__Exercise description__
Among the records that follow, find the line with "Q: Using the form shown in this sample, indicate the mistle" and the line with "Query: bare branch". Set down those lines and all lines between them exactly, without adding anything.

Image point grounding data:
***

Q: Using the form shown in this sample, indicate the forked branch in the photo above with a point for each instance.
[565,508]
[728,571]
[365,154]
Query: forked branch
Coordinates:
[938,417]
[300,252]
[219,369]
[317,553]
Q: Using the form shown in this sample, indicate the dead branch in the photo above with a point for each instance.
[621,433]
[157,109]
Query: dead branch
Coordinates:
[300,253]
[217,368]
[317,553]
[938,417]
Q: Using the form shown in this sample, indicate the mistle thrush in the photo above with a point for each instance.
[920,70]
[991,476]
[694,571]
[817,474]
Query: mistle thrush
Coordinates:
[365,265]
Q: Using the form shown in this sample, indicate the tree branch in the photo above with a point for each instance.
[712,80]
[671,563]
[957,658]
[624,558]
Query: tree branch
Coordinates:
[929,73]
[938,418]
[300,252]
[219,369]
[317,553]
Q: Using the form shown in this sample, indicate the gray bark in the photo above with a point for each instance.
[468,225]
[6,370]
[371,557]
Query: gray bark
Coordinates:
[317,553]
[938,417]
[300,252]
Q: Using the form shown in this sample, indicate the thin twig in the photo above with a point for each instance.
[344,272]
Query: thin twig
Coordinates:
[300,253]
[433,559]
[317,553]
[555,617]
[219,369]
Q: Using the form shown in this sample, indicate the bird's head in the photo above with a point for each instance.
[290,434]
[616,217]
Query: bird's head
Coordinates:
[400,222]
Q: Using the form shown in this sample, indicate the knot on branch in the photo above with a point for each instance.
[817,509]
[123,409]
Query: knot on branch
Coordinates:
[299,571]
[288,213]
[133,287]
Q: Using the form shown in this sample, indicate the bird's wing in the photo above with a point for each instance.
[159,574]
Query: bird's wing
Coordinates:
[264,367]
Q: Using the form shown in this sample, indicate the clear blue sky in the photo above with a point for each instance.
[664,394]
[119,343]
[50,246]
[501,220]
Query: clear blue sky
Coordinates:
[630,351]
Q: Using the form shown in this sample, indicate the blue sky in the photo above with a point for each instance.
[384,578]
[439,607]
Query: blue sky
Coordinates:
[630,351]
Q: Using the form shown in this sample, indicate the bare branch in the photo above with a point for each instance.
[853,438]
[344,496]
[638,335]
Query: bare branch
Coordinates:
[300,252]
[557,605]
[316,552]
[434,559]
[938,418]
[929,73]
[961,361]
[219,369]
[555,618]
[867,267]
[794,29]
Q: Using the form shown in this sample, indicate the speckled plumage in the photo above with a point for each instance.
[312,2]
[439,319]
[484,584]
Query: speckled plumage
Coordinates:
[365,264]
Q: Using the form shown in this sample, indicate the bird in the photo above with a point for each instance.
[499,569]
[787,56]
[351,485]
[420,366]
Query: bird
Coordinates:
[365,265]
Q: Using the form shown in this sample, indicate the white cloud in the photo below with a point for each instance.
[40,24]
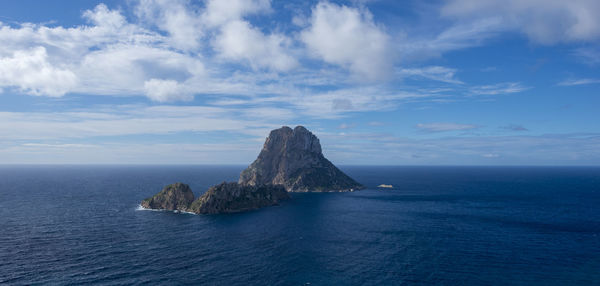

***

__Response area__
Q: Using the form shown in this sample, indicate the mistle thrush in the photo above with a point for each instance.
[920,70]
[991,476]
[694,571]
[817,474]
Query: mistle thrush
Coordinates:
[365,265]
Q: Using the form shown in this sample, indicate the tree branch in the photo above with a point for each instance.
[712,80]
[671,563]
[957,658]
[624,558]
Query: tree branch
Coordinates:
[929,73]
[938,418]
[300,252]
[219,369]
[317,553]
Q: Using the form shown in this sample, indicate the gray bark in the photo above with a point for each instance.
[468,225]
[6,370]
[371,557]
Query: gray bark
Coordinates:
[317,553]
[938,417]
[300,252]
Q: Using the form shown in this sample, indicate the thin twig in the photo above with a point for each instance.
[344,272]
Query: thin twig
Coordinates:
[300,253]
[433,559]
[317,553]
[555,617]
[219,369]
Q: Using the form shown in this sample, indicate the bird's head in the photo above with a point for each instance.
[290,434]
[616,217]
Query: bird's head
Coordinates:
[400,222]
Q: Using the form shown in this sample, indicate the knot on branch in the photo above with a point for each instance.
[817,509]
[123,409]
Query: knot on branch
Coordinates:
[299,571]
[288,213]
[133,287]
Q: Using the form shown in this sample, indicate the bird's wing in the photo above with a point for each instance.
[159,574]
Query: bird's wing
Coordinates:
[264,367]
Q: Using the form shown in this sample, indicate the clear blue sky in the photo above with a point for each instance.
[664,394]
[119,343]
[50,246]
[501,220]
Query: clear blue sky
Coordinates:
[630,351]
Q: Using the form shown in this sample, indicate the blue sky in the photo above with a point for each instance.
[384,578]
[439,607]
Query: blue sky
Coordinates:
[630,351]
Q: Using the form shown in this sample, indicate the bare branch in the photo above with a point for each instance.
[853,438]
[344,496]
[638,335]
Query: bare branch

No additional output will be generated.